**Text shown:**
=====

Specialty Fertilizer Segment
Our sulfate of potash ("SOP") product is used in the production of specialty fertilizers for high-value crops and turf. Our domestic sales of SOP are concentrated in the Western and Southeastern U.S. where the crops and soil conditions favor the use of low-chloride potassium nutrients, such as SOP. Consequently, weather patterns and field conditions in these locations can impact the amount of specialty fertilizer sales volumes. Additionally, the demand for and market price of SOP is affected by the broader potash market. The potash market is influenced by many factors such as world grain and food supply, changes in consumer diets, general levels of economic activity, governmental food programs, and governmental agriculture and energy policies around the world. Economic factors may impact the amount or type of crop grown in certain locations, or the type of fertilizer product used. The yields and/or quality of many high-value or chloride-sensitive crops are generally better when SOP is used as a potassium nutrient rather than potassium chloride ("MOP" or "KCl").
Worldwide consumption of potash has increased in response to growing populations and the need for additional food supplies. We expect the long-term demand for potassium nutrients to continue to grow as arable land per capita decreases, thereby encouraging improved crop yield efficiencies. In recent years, potash prices, including SOP, have experienced more volatility when compared to prices experienced in previous years.
Our SOP production facility in Ogden, Utah, the largest in North America and one of only three SOP solar brine evaporation operations in the world, utilizes naturally occurring brines in its production process. The brine moves through a series of solar evaporation ponds over a two to three-year production cycle. Since our production process relies on solar evaporation during the summer to produce SOP at our Ogden facility, the intensity of heat and wind speeds, and relative dryness of the weather conditions during that time impacts the amount of solar evaporation which occurs and correspondingly, the amount of raw SOP mineral feedstock available to convert into finished product. During the summer of 2011, unusual localized rains and cooler weather, especially early in the summer, slowed the summer solar evaporation process at this operation, when compared to more-typical weather, reducing the amount of precipitated minerals over the solar season, which are the raw materials utilized to produce SOP. The reduced quantity of minerals deposited decreased SOP finished goods production volumes from our solar ponds primarily in 2012, and increased per-unit production costs accordingly. Due to this lower raw material solar pond harvest, we purchased and consumed high-cost potassium mineral feedstock for SOP production in 2012. The higher per-unit production costs for the inventory produced in 2012 significantly impacted our margins in the first quarter of 2013 when the remaining inventory produced in 2012 was sold. In the 2012 solar evaporation season, the weather was more typical than during the 2011 season. Therefore, we achieved a better-than-historical deposit of raw materials from which we produce our finished SOP, and significantly more than the same period of 2011's solar season. These raw materials were utilized to produce SOP primarily in 2013.

=====

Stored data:
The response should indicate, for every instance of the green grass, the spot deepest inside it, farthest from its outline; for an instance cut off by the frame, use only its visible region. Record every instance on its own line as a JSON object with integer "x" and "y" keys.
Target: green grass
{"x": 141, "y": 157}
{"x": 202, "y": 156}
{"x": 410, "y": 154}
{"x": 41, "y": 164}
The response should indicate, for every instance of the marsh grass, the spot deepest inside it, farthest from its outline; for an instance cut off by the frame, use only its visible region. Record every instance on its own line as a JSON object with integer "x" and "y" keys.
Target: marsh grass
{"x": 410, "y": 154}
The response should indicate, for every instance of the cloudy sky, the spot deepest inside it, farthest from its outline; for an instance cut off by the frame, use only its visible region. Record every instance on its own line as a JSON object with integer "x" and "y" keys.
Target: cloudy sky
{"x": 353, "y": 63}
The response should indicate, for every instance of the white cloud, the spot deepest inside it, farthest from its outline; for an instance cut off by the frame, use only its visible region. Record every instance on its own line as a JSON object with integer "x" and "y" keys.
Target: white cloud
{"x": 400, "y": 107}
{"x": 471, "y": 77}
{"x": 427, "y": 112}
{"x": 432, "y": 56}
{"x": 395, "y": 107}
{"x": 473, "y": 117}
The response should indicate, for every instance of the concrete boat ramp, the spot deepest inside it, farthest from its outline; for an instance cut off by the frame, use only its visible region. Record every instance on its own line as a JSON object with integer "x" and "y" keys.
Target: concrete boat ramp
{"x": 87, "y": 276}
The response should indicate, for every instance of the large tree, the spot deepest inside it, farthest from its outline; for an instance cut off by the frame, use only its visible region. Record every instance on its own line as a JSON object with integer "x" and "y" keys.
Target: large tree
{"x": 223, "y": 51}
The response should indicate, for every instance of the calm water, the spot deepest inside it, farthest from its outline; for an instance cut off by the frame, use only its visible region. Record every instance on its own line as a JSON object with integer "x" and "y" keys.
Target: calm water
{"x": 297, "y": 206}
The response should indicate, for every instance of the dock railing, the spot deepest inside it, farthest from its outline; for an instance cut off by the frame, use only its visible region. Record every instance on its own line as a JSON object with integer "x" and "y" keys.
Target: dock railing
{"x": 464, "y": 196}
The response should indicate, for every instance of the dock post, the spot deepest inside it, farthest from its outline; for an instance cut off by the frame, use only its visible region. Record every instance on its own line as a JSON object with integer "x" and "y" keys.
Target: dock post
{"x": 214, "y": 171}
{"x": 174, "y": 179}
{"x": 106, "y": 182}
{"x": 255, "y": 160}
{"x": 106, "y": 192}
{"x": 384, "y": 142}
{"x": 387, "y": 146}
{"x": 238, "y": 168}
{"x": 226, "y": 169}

=====

List every factor the specialty fertilizer text names as influencing the potash market. The records are separate material with no connection to the text about specialty fertilizer.

**Written response:**
- World grain and food supply
- Changes in consumer diets
- General levels of economic activity
- Governmental food programs
- Governmental agriculture and energy policies around the world